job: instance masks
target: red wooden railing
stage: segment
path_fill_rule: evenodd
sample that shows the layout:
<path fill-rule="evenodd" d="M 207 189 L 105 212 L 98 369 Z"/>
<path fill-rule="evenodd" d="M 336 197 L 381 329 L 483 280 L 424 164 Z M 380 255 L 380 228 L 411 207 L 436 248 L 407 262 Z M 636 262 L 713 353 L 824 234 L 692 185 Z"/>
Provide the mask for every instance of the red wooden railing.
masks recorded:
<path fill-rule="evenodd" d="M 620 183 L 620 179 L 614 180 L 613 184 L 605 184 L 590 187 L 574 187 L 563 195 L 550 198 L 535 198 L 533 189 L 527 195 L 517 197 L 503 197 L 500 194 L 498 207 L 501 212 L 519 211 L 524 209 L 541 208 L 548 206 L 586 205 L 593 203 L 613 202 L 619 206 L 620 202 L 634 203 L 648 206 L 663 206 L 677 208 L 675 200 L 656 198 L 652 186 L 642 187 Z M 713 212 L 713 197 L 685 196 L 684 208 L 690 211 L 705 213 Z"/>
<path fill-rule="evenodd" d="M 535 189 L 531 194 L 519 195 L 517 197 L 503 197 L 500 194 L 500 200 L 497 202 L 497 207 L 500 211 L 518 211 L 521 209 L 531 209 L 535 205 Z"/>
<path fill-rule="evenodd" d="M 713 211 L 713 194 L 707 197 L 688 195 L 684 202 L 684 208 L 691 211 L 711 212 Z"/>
—————
#### [Instructions for the task]
Out of the material above, select every line that holds the string "instance".

#### [Result for this task]
job: instance masks
Provide the mask for every instance of the red wooden railing.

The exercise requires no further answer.